_提示文_:

____________

フリーランス女医が教える 女医の婚活戦略
第1回 ステージ分類とトリアージ :麻酔科医・筒井冨美
第1回 ステージ分類とトリアージ :麻酔科医・筒井冨美
リアル「ドクターX」として名高い、フリーランス麻酔科医・筒井冨美先生が「女医の婚活」を独自の視点で切り取ります。
エビデンスに基づいた分析と対策は、女医の生涯未婚率をゼロに近づけるための道標になるはずです。
残念ながら、女医は男性医師ほどモテない。
2012年の総務省調査によると、女性医師の生涯未婚率は35.9%だが、男性医師は2.8%である。また、女医の婚活を表す有名な格言に「女医1/3の法則」があり、これは「女医のうち1/3は生涯独身、1/3は結婚するも離婚、1/3は結婚生活を全うできる」を意味している。
本稿は、独身女医の恋愛環境を年齢別に4期にステージ分類した。
さらに難治性とされるIII期以降の婚活戦略について、詳細に検討した。また、選択と集中に有用なトリアージのガイドラインを示した。

____________

_課題 1_: 提示文は、女医が男性医師ほどモテないことをどのような根拠で示しているか。1～3文で説明しなさい。
_課題 2_: 提示文のうち「フリーランス女医が教える 女医の婚活戦略」で始まり「残念ながら、女医は男性医師ほどモテない。」で終わる部分を、「道標」を「指針」に差し替えて書き直しなさい。
提示文の内容だけを手がかりにして取り組むこと。

_資料抜粋_:
____________

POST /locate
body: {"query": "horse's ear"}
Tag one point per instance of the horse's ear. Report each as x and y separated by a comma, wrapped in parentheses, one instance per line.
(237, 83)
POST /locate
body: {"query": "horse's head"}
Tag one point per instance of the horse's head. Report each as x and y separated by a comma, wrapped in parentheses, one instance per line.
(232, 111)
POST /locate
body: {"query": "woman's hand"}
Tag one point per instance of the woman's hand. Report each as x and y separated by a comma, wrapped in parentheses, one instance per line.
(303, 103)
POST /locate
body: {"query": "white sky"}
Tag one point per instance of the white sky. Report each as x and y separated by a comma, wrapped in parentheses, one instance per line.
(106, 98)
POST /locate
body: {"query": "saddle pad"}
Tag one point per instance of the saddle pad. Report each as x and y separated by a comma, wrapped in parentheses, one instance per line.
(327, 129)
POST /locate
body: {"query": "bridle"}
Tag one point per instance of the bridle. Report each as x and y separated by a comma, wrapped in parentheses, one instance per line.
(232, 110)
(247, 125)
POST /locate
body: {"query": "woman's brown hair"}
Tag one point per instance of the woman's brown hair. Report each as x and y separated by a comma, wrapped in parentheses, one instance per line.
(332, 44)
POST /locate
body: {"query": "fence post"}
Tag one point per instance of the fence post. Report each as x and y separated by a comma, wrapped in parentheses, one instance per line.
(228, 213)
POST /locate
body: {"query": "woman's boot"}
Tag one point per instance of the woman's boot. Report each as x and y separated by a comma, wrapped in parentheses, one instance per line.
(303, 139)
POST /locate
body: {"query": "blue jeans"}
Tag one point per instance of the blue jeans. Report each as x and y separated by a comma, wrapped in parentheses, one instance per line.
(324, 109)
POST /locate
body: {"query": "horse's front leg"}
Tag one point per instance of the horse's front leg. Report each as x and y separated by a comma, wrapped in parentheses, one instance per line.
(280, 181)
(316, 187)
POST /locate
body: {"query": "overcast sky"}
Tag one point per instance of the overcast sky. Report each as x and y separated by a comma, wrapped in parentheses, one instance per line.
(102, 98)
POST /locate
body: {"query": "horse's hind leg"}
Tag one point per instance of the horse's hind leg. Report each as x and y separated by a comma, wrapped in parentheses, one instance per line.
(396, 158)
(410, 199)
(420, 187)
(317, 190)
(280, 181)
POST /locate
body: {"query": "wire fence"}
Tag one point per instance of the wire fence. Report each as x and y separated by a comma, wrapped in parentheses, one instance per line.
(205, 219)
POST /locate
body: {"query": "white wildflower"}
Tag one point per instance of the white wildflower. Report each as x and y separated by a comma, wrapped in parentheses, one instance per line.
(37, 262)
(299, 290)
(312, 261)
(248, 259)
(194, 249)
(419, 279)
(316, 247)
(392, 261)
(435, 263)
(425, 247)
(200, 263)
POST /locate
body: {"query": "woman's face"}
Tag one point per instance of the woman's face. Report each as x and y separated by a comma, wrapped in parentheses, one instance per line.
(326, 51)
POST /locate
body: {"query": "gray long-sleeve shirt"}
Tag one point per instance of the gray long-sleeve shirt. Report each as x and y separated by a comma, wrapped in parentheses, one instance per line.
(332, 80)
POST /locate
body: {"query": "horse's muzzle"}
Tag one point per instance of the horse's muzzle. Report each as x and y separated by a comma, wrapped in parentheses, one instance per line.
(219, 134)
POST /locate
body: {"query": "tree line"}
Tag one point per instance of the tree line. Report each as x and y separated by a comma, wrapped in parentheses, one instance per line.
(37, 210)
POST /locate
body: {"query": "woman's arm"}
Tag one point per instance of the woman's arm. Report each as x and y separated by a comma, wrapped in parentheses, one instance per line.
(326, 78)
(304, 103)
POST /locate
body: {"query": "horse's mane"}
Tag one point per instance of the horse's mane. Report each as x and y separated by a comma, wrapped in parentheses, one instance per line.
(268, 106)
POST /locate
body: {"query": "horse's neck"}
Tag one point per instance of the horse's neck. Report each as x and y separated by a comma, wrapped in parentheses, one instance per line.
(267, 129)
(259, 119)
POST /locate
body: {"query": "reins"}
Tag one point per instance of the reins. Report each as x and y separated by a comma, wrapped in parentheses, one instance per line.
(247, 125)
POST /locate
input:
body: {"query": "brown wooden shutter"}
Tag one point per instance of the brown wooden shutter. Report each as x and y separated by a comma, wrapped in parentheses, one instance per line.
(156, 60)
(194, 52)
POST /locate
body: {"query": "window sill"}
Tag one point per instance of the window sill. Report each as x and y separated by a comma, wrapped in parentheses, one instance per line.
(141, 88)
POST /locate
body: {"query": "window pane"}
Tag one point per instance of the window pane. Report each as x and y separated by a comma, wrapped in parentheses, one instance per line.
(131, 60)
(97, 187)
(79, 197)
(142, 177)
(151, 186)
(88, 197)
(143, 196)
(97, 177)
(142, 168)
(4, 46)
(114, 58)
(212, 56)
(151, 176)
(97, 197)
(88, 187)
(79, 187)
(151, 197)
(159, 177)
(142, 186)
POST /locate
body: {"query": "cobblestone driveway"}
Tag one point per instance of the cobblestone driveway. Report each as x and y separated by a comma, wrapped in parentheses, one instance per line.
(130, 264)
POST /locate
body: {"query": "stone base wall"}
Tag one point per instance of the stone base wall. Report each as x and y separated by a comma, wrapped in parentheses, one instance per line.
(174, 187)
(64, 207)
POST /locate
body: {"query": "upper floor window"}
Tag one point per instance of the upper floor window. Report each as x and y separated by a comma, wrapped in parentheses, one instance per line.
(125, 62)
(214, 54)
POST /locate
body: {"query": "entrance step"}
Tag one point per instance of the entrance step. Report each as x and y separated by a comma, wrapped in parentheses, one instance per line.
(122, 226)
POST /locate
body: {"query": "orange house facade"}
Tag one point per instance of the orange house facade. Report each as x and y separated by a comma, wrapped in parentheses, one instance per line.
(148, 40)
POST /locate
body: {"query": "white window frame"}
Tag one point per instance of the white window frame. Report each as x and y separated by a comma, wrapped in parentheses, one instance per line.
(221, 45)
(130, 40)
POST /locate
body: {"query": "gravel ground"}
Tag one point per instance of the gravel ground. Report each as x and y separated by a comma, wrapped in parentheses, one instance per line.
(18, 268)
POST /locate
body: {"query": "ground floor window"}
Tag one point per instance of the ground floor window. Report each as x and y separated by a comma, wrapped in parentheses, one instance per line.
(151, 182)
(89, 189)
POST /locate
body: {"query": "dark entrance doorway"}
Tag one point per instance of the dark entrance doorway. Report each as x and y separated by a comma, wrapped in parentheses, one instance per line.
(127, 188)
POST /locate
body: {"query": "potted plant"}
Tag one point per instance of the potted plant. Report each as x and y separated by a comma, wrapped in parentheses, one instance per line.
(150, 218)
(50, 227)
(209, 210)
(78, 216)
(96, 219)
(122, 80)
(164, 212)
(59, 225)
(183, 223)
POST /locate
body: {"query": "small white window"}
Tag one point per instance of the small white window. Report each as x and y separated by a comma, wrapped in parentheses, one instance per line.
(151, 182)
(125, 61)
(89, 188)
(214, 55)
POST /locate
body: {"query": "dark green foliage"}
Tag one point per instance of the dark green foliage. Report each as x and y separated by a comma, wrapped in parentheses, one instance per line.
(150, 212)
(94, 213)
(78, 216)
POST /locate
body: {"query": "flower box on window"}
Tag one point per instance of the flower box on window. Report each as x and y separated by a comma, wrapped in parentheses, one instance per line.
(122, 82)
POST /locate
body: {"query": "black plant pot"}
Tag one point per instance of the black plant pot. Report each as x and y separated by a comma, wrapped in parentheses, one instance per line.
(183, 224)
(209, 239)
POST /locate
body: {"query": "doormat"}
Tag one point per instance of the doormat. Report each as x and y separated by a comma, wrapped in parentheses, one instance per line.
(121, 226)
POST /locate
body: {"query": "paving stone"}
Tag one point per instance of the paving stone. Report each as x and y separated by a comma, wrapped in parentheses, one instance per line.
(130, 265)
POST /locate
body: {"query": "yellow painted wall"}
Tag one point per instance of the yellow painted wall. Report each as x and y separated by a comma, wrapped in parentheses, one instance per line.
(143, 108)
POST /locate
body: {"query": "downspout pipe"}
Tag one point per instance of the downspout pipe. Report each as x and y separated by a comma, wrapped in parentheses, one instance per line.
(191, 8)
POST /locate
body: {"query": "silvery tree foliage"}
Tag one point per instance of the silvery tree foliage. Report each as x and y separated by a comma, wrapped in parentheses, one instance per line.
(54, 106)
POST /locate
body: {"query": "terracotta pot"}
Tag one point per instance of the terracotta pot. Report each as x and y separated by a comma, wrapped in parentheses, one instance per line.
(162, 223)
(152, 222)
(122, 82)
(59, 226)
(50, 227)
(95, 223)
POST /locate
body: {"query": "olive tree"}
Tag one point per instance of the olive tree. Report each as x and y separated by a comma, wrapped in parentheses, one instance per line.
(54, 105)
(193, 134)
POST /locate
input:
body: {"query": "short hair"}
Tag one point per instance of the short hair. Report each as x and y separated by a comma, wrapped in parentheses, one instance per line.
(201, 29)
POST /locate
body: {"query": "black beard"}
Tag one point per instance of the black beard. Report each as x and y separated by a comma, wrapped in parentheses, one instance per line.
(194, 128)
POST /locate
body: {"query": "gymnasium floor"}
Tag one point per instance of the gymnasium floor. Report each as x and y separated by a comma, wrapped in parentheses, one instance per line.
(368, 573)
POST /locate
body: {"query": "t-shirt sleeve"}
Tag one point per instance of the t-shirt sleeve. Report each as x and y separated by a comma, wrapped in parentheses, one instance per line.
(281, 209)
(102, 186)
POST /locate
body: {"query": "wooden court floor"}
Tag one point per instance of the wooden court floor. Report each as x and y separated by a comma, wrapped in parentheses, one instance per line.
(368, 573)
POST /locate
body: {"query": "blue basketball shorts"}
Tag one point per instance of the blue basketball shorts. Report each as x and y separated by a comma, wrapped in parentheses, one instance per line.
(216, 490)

____________

_解答 1_: 2012年の総務省調査で、女性医師の生涯未婚率が35.9%であるのに対し、男性医師は2.8%にとどまることを挙げている。あわせて、女医の3分の1は生涯独身、3分の1は結婚するも離婚、3分の1が結婚生活を全うできるという「女医1/3の法則」という格言も示している。

_解答 2_:
フリーランス女医が教える 女医の婚活戦略
第1回 ステージ分類とトリアージ :麻酔科医・筒井冨美
第1回 ステージ分類とトリアージ :麻酔科医・筒井冨美
リアル「ドクターX」として名高い、フリーランス麻酔科医・筒井冨美先生が「女医の婚活」を独自の視点で切り取ります。
エビデンスに基づいた分析と対策は、女医の生涯未婚率をゼロに近づけるための指針になるはずです。
残念ながら、女医は男性医師ほどモテない。